* O que fazer
Edite o trecho do texto sobre a contagem de mortes em Porto Rico que começa nas palavras "Muitas famílias daqui" e termina em "Instituto de Ciências Forenses.", substituindo "policial" por "agente".

* Trecho do documento

Toda morte relacionada a um desastre, disseram eles, deve ser confirmada pelo instituto de cientistas forenses do governo, que exige que os corpos sejam trazidos a San Juan ou que um perito médico viaje ao município local. E pode ser difícil localizar mortes por um agravamento de condições crônicas devido à tempestade.

Os pesquisadores disseram que o governo de Porto Rico parou de divulgar dados de mortalidade ao público em dezembro de 2017.

"Enquanto os EUA se preparam para sua próxima temporada de furacões, seria crítico rever como as mortes relacionadas a desastres serão contadas, para mobilizar uma operação de reação adequada e responder pelo destino dos afetados", escreveram os autores. 

Muitas famílias daqui esperam esclarecimentos sobre o que aconteceu com seus entes queridos quando "causas naturais" se tornaram a única explicação. 

Era o que estava escrito na certidão de óbito de Leon na manhã em que um policial levou o documento à casa da família. 

Yamil Juarbe, do Departamento de Justiça de Porto Rico, disse em um comunicado que é hábito das autoridades locais nesses casos examinar os corpos em busca de sinais de trauma e falar com os parentes para se inteirar do histórico médico dos falecidos. Essa informação é coletada e enviada ao escritório central do Instituto de Ciências Forenses.

A família de Leon disse que seu nome foi escrito errado na certidão de óbito e sua morte foi atribuída incorretamente a diabetes; eles dizem que ela não tinha qualquer doença crônica conhecida.

* Material fornecido
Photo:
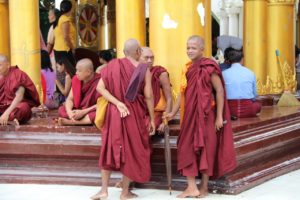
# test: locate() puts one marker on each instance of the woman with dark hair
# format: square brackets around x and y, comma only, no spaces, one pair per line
[104,57]
[63,82]
[240,83]
[65,33]
[48,75]
[53,16]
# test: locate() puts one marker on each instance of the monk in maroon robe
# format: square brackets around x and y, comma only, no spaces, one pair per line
[126,85]
[205,142]
[161,88]
[80,106]
[17,94]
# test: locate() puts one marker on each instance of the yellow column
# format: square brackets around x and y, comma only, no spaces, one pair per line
[130,22]
[280,36]
[4,28]
[298,28]
[25,38]
[107,33]
[171,23]
[255,44]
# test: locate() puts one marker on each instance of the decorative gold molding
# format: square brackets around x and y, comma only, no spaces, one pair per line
[287,83]
[287,2]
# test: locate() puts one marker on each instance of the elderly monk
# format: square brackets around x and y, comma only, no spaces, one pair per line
[126,85]
[161,87]
[205,142]
[17,94]
[80,106]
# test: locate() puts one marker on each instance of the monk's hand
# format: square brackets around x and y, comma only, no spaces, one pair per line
[168,116]
[219,123]
[152,127]
[78,114]
[122,109]
[4,119]
[161,128]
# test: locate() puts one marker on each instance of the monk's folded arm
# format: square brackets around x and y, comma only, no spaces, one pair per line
[218,87]
[105,93]
[89,109]
[148,93]
[166,86]
[69,103]
[18,98]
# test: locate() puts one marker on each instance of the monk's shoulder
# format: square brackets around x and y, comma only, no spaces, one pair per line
[211,66]
[17,73]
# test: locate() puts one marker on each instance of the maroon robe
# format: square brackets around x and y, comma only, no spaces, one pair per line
[156,71]
[244,108]
[200,148]
[85,96]
[125,141]
[9,85]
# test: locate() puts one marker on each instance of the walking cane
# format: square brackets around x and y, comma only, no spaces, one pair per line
[168,159]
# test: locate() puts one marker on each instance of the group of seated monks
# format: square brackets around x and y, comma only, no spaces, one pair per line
[135,91]
[19,95]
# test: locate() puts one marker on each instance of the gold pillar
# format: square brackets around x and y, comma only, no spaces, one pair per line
[207,30]
[298,26]
[4,28]
[107,38]
[25,38]
[171,23]
[130,20]
[255,44]
[280,36]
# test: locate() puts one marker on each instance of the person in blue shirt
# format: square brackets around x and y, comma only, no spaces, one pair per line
[226,64]
[240,84]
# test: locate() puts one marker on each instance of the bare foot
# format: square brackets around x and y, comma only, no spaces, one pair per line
[14,122]
[189,193]
[64,121]
[99,195]
[128,195]
[119,184]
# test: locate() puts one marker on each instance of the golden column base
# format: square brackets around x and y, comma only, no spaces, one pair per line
[25,38]
[280,36]
[255,41]
[171,23]
[130,22]
[4,28]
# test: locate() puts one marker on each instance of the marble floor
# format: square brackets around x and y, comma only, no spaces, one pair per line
[285,187]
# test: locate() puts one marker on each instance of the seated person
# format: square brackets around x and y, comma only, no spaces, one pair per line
[161,87]
[226,64]
[17,94]
[80,106]
[240,84]
[65,72]
[49,77]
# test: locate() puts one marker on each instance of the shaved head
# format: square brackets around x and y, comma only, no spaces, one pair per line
[147,56]
[195,47]
[86,64]
[132,49]
[199,40]
[85,70]
[3,58]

* Resposta
Muitas famílias daqui esperam esclarecimentos sobre o que aconteceu com seus entes queridos quando "causas naturais" se tornaram a única explicação. 

Era o que estava escrito na certidão de óbito de Leon na manhã em que um agente levou o documento à casa da família. 

Yamil Juarbe, do Departamento de Justiça de Porto Rico, disse em um comunicado que é hábito das autoridades locais nesses casos examinar os corpos em busca de sinais de trauma e falar com os parentes para se inteirar do histórico médico dos falecidos. Essa informação é coletada e enviada ao escritório central do Instituto de Ciências Forenses.